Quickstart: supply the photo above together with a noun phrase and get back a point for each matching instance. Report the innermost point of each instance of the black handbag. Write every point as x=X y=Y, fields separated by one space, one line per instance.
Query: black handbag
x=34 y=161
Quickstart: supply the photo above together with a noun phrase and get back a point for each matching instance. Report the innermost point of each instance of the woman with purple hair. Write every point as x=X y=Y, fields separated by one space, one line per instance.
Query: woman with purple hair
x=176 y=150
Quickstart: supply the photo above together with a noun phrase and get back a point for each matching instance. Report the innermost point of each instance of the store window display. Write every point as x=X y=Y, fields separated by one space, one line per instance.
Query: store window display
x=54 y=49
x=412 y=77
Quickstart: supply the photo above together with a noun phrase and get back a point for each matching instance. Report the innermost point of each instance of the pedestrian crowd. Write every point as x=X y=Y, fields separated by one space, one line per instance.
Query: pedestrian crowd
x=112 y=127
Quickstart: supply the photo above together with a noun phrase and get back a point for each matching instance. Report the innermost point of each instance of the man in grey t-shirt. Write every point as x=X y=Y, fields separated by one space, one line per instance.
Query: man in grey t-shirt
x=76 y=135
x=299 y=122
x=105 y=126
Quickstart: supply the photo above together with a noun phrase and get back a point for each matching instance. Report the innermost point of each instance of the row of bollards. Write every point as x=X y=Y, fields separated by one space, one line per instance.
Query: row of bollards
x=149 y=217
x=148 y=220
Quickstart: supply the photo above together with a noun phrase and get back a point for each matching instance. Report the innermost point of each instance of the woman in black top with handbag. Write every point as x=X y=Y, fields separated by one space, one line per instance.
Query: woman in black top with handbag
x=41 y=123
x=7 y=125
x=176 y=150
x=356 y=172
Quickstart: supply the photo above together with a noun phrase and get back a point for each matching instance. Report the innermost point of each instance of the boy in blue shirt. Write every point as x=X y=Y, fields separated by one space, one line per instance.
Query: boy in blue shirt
===
(Instructions for the task): Recast every line of the listing above as a numbered list, leaving out any blank lines.

(Result of this task):
1. Quickstart: supply the photo above together with a noun phrase and get back a point for each matching instance. Report the innermost point of each instance of the black handbag. Write every point as x=X y=Y, fields separated by one space, one line per instance.
2. Query: black handbag
3. x=34 y=161
4. Quickstart: supply the photo above together with a noun phrase and get back a point for each matching instance. Report the innermost point of each instance of the woman with purple hair. Write every point as x=X y=Y, fields separated by one space, one line per instance.
5. Query: woman with purple hair
6. x=176 y=150
7. Quickstart: supply the photo above together with a noun phrase and get back a point for each matching instance. Report the innermost point of each instance of the store window display. Write every point as x=X y=Y, fields separated by one space, one line per instance.
8. Query: store window display
9. x=54 y=49
10. x=412 y=77
11. Quickstart: supply the photo above together with a noun phrase and get back a point for each matching instance. Report the innermost point of each instance of the pedestrian crowd. Write every point as x=X y=Y, fields separated by one space, one line per instance.
12. Query: pedestrian crowd
13. x=112 y=127
14. Quickstart: supply the photo above together with a noun phrase and get back a point for each matching instance. Report the innermost point of each instance of the man in grey t-shirt. Write every point as x=X y=Y, fields separated by one space, one line per instance.
15. Query: man in grey t-shirt
16. x=76 y=135
17. x=299 y=122
18. x=105 y=126
19. Quickstart: supply the photo above together with a noun phrase and get back a point for each matching instance. Report the innermost point of each instance of the row of bollards. Write every point as x=X y=Y, fields separated by one space, one line per instance.
20. Query: row of bollards
21. x=149 y=217
22. x=148 y=220
23. Quickstart: supply the photo above together with a noun phrase and get back a point for each matching instance. Report the innermost point of each instance of the woman in black top with handbag. Write every point as x=X y=Y, fields separated by one space, one line per instance.
24. Query: woman in black top with handbag
25. x=41 y=123
26. x=7 y=125
27. x=176 y=150
28. x=356 y=172
29. Quickstart: supply the photo above together with a noun phrase and get back a point for each matching instance. Report the innermost point of each instance of the boy in blue shirt. Write every point as x=X y=Y, fields separated by one space, one line per instance.
30. Query: boy in blue shirt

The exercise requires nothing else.